**Record list**
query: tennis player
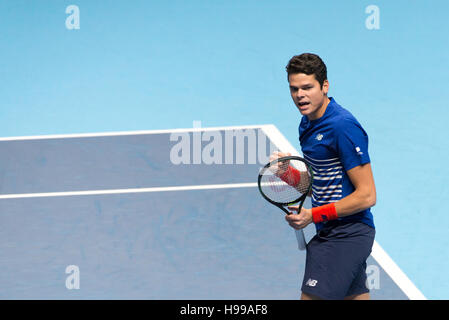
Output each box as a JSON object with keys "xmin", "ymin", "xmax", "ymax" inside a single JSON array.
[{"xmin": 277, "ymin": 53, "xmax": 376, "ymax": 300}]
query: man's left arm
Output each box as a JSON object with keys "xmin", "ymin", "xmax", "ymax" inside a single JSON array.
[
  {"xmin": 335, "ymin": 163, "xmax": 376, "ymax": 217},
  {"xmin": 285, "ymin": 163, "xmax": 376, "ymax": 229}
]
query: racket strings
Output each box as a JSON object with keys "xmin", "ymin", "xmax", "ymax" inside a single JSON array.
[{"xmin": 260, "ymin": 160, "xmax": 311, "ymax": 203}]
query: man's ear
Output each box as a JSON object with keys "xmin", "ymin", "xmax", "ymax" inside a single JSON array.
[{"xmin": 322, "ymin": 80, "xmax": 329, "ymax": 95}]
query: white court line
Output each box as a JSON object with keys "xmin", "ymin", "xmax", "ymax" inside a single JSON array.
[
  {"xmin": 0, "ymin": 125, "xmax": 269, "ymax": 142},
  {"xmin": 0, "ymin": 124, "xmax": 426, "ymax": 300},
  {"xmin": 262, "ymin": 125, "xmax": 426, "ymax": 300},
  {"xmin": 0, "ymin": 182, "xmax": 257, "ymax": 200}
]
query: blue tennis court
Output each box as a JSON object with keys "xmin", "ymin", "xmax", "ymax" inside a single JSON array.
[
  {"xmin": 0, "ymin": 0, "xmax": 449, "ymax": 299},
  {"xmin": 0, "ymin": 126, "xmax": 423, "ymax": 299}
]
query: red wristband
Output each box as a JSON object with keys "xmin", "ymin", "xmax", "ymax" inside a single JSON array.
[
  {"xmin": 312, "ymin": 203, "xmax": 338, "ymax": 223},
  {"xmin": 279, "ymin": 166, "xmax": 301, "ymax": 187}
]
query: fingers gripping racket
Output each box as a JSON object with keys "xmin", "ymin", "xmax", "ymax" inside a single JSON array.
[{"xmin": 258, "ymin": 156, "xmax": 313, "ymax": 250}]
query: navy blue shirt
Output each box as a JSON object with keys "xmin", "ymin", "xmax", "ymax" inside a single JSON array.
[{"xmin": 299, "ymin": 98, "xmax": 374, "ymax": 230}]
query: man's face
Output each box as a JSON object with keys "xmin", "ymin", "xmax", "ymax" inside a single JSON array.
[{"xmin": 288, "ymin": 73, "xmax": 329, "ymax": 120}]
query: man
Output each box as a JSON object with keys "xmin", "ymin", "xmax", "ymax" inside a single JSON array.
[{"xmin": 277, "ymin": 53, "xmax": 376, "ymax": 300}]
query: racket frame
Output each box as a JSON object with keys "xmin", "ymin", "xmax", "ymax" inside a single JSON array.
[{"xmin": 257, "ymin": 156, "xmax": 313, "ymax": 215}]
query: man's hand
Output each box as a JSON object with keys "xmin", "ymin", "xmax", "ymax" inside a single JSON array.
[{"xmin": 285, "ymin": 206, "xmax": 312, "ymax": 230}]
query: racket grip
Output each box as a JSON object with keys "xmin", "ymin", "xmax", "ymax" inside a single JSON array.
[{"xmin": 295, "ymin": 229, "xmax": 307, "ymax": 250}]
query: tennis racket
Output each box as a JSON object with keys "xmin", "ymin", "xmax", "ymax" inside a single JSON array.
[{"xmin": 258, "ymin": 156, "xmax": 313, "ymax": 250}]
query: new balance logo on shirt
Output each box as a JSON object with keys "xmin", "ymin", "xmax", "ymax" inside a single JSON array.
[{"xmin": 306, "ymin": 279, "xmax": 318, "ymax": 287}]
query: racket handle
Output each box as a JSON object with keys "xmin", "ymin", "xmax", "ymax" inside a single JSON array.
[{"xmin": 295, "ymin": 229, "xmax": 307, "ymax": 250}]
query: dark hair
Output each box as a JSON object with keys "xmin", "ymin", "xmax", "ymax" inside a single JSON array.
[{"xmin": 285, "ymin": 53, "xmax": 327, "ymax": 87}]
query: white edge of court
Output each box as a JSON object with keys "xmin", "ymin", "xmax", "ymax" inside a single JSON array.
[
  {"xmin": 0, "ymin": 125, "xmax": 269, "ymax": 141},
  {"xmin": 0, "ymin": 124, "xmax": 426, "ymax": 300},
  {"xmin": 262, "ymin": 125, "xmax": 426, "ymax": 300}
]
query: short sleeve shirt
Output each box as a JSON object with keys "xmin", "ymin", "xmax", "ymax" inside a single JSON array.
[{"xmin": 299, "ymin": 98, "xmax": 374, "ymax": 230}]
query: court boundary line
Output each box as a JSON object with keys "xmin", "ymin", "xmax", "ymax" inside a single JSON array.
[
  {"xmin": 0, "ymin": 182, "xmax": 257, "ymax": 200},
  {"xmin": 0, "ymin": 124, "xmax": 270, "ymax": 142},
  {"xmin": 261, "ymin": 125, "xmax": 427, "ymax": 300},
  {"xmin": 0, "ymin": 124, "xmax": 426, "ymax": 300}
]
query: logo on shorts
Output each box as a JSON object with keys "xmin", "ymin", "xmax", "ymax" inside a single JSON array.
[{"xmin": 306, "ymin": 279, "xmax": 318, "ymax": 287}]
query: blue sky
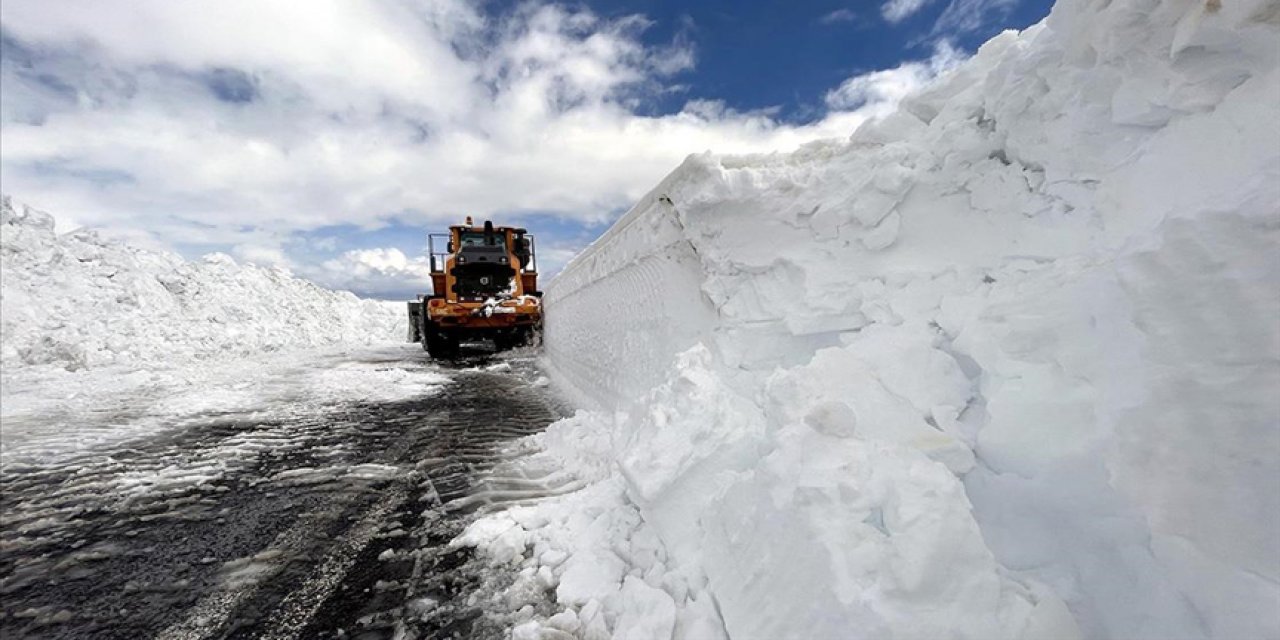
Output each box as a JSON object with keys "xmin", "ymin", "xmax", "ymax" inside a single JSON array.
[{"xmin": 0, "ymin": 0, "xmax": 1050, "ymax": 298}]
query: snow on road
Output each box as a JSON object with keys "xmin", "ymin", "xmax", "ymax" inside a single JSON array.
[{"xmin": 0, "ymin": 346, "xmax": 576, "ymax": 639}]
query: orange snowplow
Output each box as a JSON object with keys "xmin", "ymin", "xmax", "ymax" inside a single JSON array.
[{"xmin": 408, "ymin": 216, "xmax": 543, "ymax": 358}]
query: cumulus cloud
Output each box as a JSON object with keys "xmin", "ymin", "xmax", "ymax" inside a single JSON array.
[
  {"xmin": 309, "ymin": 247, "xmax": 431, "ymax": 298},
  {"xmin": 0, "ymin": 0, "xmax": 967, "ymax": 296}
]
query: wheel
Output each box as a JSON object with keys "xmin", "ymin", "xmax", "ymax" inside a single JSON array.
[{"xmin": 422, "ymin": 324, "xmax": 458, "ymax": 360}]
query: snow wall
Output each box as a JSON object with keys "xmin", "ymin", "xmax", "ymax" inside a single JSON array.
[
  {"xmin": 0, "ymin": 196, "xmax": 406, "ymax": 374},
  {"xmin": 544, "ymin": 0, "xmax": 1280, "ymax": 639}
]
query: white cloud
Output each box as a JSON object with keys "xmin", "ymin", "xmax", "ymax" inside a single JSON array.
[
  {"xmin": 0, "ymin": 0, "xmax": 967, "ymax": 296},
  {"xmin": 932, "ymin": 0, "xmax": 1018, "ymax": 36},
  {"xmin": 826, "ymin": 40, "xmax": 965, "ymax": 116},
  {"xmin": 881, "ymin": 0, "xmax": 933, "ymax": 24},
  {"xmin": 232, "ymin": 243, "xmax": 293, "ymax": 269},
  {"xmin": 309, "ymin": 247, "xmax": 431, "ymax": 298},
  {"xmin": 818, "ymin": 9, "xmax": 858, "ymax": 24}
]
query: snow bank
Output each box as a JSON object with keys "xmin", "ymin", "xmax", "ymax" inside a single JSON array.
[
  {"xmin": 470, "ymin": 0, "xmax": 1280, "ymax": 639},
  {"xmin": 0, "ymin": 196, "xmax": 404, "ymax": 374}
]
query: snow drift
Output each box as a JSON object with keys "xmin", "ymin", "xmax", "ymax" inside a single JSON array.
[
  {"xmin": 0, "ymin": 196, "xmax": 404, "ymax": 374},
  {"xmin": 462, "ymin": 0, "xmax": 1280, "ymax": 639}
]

...

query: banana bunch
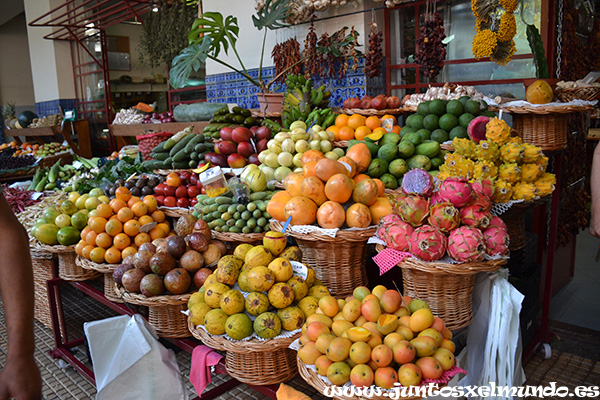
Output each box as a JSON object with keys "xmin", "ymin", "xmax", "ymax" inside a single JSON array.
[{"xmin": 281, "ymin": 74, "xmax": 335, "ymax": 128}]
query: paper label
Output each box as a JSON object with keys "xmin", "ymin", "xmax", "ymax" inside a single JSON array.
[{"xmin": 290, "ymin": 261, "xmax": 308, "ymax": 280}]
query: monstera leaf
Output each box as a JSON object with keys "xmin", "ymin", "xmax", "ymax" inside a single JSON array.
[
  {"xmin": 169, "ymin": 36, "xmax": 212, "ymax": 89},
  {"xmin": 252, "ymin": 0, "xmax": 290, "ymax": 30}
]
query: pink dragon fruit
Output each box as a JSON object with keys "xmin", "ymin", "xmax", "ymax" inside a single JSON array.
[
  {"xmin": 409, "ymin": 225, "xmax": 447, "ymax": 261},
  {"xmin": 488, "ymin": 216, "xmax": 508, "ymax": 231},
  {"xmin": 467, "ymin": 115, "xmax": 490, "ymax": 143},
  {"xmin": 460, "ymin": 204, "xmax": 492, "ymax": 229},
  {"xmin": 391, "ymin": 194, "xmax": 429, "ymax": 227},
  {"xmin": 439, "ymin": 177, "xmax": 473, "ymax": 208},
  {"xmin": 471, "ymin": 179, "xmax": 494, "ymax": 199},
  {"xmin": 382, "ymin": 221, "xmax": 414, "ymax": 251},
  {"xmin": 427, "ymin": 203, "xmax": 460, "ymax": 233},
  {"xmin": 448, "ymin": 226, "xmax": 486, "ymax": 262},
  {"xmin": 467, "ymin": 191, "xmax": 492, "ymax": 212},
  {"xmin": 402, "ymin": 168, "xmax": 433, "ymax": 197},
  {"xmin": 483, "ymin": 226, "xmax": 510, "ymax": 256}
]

* * *

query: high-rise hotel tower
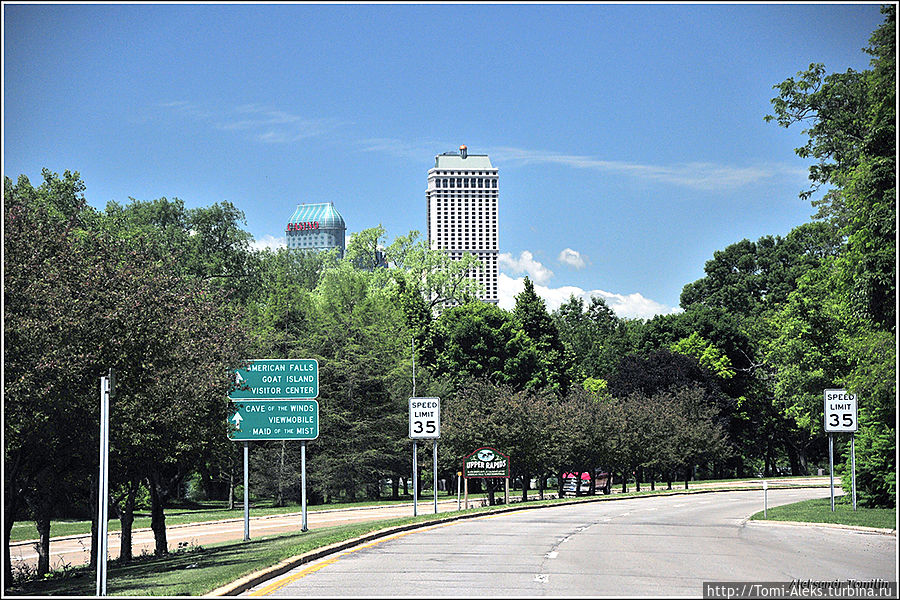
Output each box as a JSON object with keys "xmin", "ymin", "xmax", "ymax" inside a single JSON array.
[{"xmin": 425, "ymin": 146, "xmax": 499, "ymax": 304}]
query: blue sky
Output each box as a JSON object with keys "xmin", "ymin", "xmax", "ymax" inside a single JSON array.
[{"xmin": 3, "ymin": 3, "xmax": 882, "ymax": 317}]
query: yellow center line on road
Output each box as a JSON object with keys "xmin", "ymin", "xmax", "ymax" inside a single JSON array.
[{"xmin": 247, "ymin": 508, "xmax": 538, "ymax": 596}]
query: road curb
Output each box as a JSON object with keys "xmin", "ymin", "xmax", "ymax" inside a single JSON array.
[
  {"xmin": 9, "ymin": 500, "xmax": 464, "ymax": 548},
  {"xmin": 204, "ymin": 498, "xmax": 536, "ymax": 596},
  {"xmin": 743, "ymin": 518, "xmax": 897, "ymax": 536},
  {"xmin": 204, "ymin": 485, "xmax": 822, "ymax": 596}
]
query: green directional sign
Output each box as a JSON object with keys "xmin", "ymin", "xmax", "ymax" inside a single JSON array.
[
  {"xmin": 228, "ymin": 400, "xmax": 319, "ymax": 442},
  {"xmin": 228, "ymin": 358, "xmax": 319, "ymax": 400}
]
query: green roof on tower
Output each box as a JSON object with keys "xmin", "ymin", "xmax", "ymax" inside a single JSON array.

**Short exercise**
Find every line in the records that contains the word "tennis", treating uppercase and lowercase as different, and copy each of those lines.

**Exercise solution**
query: tennis player
query: blue tennis court
query: tennis racket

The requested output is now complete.